Human induced pluripotent stem cell-derived extracellular vesicles promote neuroprotection effects in rat optic nerve crush model.

Optic neuropathies significantly contribute to permanent vision loss, frequently characterized by the deterioration of retinal ganglion cells (RGCs) and axonal loss. Current therapeutic strategies remain insufficient. Induced pluripotent stem cell-derived extracellular vesicles (iPSC-EVs) have surfaced as a compelling substitute for stem cell therapies. Our study evaluates the neuroprotective effects of iPSC-EVs in a rat optic nerve crush (ONC) model. iPSC-EVs were isolated and characterized. The intravitreal (IVT) injections of iPSC-EVs or PBS were performed. RGCs survival was assessed at 7 and 14 days post-injury. Axonal regeneration was evaluated via anterograde labeling. Apoptosis of RGCs was detected using TUNEL assay. Retinal morphological changes and visual function recovery were assessed. Transcriptomic changes in the retina were analyzed by RNA sequencing to investigate potential underlying mechanisms. Additionally, Western blot was conducted to evaluate the expression levels of components in the phosphatidylinositol 3-kinases/protein kinase B (PI3K/AKT) pathway. The IVT injections of iPSC-EVs significantly improved RGCs survival and reduced neuronal apoptosis. Optical coherence tomography (OCT) revealed preservation of retinal nerve fiber layer (RNFL) and ganglion cell complex (GCC) thickness, alongside reduced optic nerve atrophy. Functional recovery was evidenced by F-VEP and axonal regeneration was detected. Mechanistically, RNA sequencing and Western blot implicated the stimulation of the PI3K/AKT pathway. Our study shows that iPSC-EVs exert significant neuroprotective and regenerative effects in a rat ONC model, underscoring their promise as a novel treatment candidate for optic neuropathies.

> [Exercise instructions] Copy out the abstract on stem cell-derived extracellular vesicles in the rat optic nerve crush model word for word, title included.

> [Data excerpts]
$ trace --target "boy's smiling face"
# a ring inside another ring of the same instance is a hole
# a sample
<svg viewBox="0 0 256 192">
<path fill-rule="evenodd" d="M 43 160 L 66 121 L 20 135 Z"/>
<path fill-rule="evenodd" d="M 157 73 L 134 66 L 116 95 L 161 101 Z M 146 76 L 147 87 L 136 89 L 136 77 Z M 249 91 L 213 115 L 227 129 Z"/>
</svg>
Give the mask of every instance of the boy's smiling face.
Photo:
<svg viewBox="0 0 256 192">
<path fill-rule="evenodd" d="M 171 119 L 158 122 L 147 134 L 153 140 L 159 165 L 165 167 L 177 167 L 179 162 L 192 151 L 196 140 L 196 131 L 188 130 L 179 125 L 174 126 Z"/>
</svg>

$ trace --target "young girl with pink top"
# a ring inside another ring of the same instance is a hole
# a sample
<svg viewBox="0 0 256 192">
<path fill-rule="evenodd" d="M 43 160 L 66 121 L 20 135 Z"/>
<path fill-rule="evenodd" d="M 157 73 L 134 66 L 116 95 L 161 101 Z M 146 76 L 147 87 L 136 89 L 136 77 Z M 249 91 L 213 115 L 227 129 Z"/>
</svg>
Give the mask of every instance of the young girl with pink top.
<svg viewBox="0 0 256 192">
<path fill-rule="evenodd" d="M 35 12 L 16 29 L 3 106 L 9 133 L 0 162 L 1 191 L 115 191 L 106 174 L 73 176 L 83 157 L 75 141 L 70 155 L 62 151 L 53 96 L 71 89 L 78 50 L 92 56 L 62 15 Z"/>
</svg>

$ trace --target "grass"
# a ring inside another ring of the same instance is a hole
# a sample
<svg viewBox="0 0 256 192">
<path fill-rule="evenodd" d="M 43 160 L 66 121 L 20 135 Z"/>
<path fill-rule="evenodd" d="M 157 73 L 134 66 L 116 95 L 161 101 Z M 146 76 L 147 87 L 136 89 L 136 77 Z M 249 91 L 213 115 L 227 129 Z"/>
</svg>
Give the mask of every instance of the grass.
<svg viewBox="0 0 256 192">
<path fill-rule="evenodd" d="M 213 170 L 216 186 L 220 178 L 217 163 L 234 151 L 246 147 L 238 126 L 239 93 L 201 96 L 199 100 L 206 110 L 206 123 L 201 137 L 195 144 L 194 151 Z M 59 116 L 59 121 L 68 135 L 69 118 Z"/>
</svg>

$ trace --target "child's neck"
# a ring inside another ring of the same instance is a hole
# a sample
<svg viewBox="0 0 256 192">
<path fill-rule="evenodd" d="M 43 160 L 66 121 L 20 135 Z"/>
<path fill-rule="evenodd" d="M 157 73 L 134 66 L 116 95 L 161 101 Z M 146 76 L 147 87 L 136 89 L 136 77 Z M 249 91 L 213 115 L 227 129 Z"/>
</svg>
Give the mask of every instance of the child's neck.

> [Exercise solution]
Human induced pluripotent stem cell-derived extracellular vesicles promote neuroprotection effects in rat optic nerve crush model.

Optic neuropathies significantly contribute to permanent vision loss, frequently characterized by the deterioration of retinal ganglion cells (RGCs) and axonal loss. Current therapeutic strategies remain insufficient. Induced pluripotent stem cell-derived extracellular vesicles (iPSC-EVs) have surfaced as a compelling substitute for stem cell therapies. Our study evaluates the neuroprotective effects of iPSC-EVs in a rat optic nerve crush (ONC) model. iPSC-EVs were isolated and characterized. The intravitreal (IVT) injections of iPSC-EVs or PBS were performed. RGCs survival was assessed at 7 and 14 days post-injury. Axonal regeneration was evaluated via anterograde labeling. Apoptosis of RGCs was detected using TUNEL assay. Retinal morphological changes and visual function recovery were assessed. Transcriptomic changes in the retina were analyzed by RNA sequencing to investigate potential underlying mechanisms. Additionally, Western blot was conducted to evaluate the expression levels of components in the phosphatidylinositol 3-kinases/protein kinase B (PI3K/AKT) pathway. The IVT injections of iPSC-EVs significantly improved RGCs survival and reduced neuronal apoptosis. Optical coherence tomography (OCT) revealed preservation of retinal nerve fiber layer (RNFL) and ganglion cell complex (GCC) thickness, alongside reduced optic nerve atrophy. Functional recovery was evidenced by F-VEP and axonal regeneration was detected. Mechanistically, RNA sequencing and Western blot implicated the stimulation of the PI3K/AKT pathway. Our study shows that iPSC-EVs exert significant neuroprotective and regenerative effects in a rat ONC model, underscoring their promise as a novel treatment candidate for optic neuropathies.